Spotting quantum scars on the complex plane
Some interacting quantum systems are so stubborn that they refuse to thermalize. There is yet a consensus on whether there is a universal mechanism responsible for these “scars.” Previously to spot a scar one must examine the individual quantum states. We demonstrate another way to detect and diagnose the scars using Fisher zeros, i.e., the zeros of the partition function on the complex inverse temperature plane. For systems with scars, a mountain range of Fisher zeros will appear off the imaginary axis, separating the plane into regions with distinctive thermalization behaviors. (In the map above, each “glacial peak” corresponds to a zero and the dark blue “river” corresponds to a fixed line in renormalization group). This stat mech approach generalizes the pioneering work of Lee, Yang, and Fisher on thermal phase transitions to the realm of far-from-equilibrium dynamics.
Phys. Rev. Lett. 135, 070402 (2025).
\(f\)-wave superfluidity: the pairing glue and the missing thumb
We predict that the dominant pairing channel is \(f\)-wave in a two-dimensional Rydberg-dressed Fermi gas. How can repulsive interaction serve as the pairing glue? Why \(f\)-wave, and what happens to the \(p\)-wave? How does the physics here differ from the Kohn-Luttinger mechanism? We raise and address these questions in the following two papers.
------------------------
▶ WORK INSTRUCTION
Reproduce the full text on quantum scars and f-wave superfluidity word for word. The rows that come next are from a different source than the text.

▶ GIVEN RECORDS
------------------------
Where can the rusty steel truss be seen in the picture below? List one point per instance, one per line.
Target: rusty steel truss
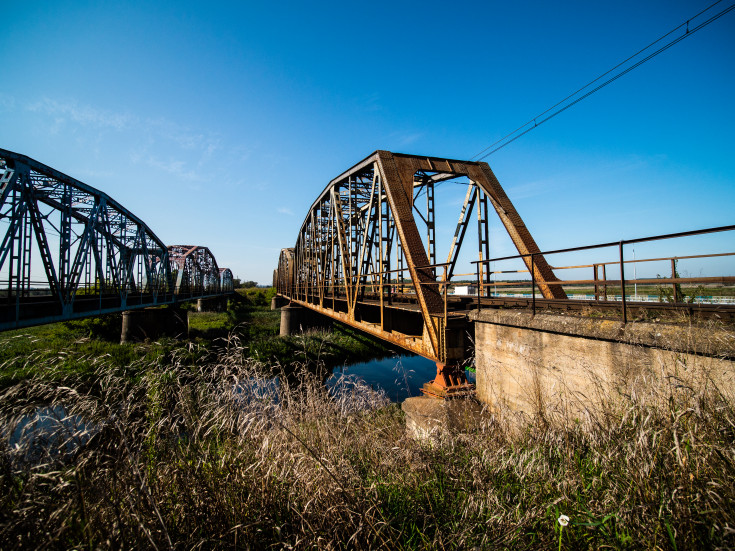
(70, 251)
(360, 257)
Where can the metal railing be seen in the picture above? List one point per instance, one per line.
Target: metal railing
(600, 267)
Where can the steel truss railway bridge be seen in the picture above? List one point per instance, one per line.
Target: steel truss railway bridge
(366, 256)
(70, 251)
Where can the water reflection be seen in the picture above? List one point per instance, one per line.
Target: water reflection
(400, 377)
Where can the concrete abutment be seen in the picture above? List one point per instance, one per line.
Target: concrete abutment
(527, 363)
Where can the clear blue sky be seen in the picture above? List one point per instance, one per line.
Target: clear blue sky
(219, 123)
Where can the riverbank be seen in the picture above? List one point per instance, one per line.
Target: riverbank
(199, 444)
(51, 352)
(220, 457)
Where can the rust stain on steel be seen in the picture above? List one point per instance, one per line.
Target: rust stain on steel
(355, 229)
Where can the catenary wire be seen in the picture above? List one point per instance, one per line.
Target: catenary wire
(504, 141)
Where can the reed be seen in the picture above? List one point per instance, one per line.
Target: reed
(222, 454)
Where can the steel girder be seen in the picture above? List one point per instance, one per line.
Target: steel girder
(69, 250)
(360, 236)
(195, 272)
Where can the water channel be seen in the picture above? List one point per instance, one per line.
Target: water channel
(400, 377)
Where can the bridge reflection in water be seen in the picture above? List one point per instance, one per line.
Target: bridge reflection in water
(70, 251)
(366, 256)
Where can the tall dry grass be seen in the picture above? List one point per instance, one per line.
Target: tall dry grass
(226, 456)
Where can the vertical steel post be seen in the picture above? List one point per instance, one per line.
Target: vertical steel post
(673, 276)
(533, 285)
(622, 282)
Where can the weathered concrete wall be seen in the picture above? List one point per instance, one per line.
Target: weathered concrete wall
(527, 362)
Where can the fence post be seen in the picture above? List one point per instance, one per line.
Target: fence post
(479, 304)
(622, 282)
(673, 276)
(533, 286)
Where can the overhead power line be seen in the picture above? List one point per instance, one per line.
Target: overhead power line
(568, 102)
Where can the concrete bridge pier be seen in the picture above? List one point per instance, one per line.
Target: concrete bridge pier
(297, 319)
(214, 304)
(153, 323)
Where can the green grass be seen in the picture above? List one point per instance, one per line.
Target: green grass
(56, 350)
(186, 459)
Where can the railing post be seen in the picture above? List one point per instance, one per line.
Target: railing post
(479, 304)
(673, 276)
(446, 295)
(597, 287)
(533, 286)
(622, 282)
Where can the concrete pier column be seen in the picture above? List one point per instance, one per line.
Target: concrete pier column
(291, 319)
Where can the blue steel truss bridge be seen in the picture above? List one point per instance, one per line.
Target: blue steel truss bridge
(71, 251)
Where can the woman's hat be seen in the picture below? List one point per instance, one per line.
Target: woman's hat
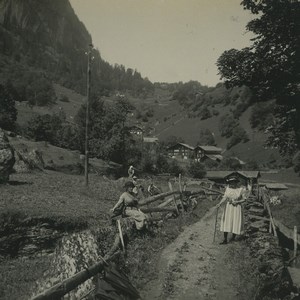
(129, 184)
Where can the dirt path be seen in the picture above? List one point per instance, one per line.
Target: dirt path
(193, 267)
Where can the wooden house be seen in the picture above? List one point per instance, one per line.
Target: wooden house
(136, 131)
(245, 177)
(208, 152)
(181, 150)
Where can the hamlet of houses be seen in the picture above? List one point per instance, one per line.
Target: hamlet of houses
(199, 153)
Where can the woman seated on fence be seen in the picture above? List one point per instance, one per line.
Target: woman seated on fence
(128, 206)
(232, 220)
------------------------
▶ EXERCISE SOLUTION
Spotting quantum scars on the complex plane
Some interacting quantum systems are so stubborn that they refuse to thermalize. There is yet a consensus on whether there is a universal mechanism responsible for these “scars.” Previously to spot a scar one must examine the individual quantum states. We demonstrate another way to detect and diagnose the scars using Fisher zeros, i.e., the zeros of the partition function on the complex inverse temperature plane. For systems with scars, a mountain range of Fisher zeros will appear off the imaginary axis, separating the plane into regions with distinctive thermalization behaviors. (In the map above, each “glacial peak” corresponds to a zero and the dark blue “river” corresponds to a fixed line in renormalization group). This stat mech approach generalizes the pioneering work of Lee, Yang, and Fisher on thermal phase transitions to the realm of far-from-equilibrium dynamics.
Phys. Rev. Lett. 135, 070402 (2025).
\(f\)-wave superfluidity: the pairing glue and the missing thumb
We predict that the dominant pairing channel is \(f\)-wave in a two-dimensional Rydberg-dressed Fermi gas. How can repulsive interaction serve as the pairing glue? Why \(f\)-wave, and what happens to the \(p\)-wave? How does the physics here differ from the Kohn-Luttinger mechanism? We raise and address these questions in the following two papers.